— Start of Supplied material —

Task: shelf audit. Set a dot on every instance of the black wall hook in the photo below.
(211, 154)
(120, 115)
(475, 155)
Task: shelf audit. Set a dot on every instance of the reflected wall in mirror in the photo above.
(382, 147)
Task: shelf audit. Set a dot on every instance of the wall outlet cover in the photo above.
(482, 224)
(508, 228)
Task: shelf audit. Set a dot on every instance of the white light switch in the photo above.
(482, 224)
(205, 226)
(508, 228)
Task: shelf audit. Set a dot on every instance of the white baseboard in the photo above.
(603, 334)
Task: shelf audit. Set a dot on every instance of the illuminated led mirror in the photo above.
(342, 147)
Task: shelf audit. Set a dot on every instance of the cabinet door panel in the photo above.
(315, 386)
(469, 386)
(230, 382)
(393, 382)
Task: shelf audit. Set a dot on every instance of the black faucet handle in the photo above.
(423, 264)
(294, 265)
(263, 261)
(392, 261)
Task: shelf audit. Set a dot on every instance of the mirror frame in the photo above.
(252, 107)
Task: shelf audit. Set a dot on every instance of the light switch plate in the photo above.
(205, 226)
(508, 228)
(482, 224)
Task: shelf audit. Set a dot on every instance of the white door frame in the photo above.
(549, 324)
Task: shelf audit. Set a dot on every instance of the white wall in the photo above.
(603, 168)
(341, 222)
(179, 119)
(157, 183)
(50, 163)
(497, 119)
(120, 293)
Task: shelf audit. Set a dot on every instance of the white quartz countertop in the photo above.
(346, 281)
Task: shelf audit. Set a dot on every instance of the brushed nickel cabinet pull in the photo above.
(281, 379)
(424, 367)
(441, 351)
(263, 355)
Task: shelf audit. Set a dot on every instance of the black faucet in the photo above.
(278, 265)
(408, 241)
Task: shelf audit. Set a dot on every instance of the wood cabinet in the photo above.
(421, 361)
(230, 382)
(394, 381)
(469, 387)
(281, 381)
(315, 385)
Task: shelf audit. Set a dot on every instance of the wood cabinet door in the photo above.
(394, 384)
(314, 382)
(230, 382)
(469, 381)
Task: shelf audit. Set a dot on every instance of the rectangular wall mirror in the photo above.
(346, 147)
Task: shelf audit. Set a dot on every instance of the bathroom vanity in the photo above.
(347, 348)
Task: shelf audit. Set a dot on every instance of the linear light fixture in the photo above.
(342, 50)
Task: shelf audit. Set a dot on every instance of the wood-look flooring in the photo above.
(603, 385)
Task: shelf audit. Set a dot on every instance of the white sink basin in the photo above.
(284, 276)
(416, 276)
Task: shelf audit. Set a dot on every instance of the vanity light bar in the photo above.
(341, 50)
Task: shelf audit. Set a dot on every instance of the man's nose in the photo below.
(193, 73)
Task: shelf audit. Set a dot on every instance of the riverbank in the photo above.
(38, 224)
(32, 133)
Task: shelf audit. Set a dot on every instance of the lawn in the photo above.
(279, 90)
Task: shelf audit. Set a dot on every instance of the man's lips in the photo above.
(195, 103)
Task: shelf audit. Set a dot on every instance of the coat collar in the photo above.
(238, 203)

— End of Supplied material —

▶ **What is being asked**
Rewrite the listing from the line with "flooring in the photo above." through the end of the listing, keeping every request. Shift each coordinate in the answers by adding -116 to it.

▶ **Correct result**
Task: shelf audit. Set a dot on every instance of the wood-look flooring in the photo above.
(487, 269)
Task: shelf audit. Set a dot on every instance of the white sink basin in the photo above.
(168, 160)
(300, 160)
Task: shelf audit. Set a dot on every instance of the vanity light bar in the photo above.
(225, -66)
Task: shelf audit. Set a dot on every instance of the man's nose in the photo below.
(77, -43)
Task: shelf audit. Set a dot on every instance of the riverbank in the photo above.
(-78, 108)
(-84, 17)
Task: shelf audit. Set a dot on every instance of the lawn in the photo above.
(163, -26)
Task: shelf audit. Set a dot on every instance of the man's lips in the photo above.
(79, -13)
Task: shelf audit. Set a dot on every instance of the coat collar in the photo above.
(122, 87)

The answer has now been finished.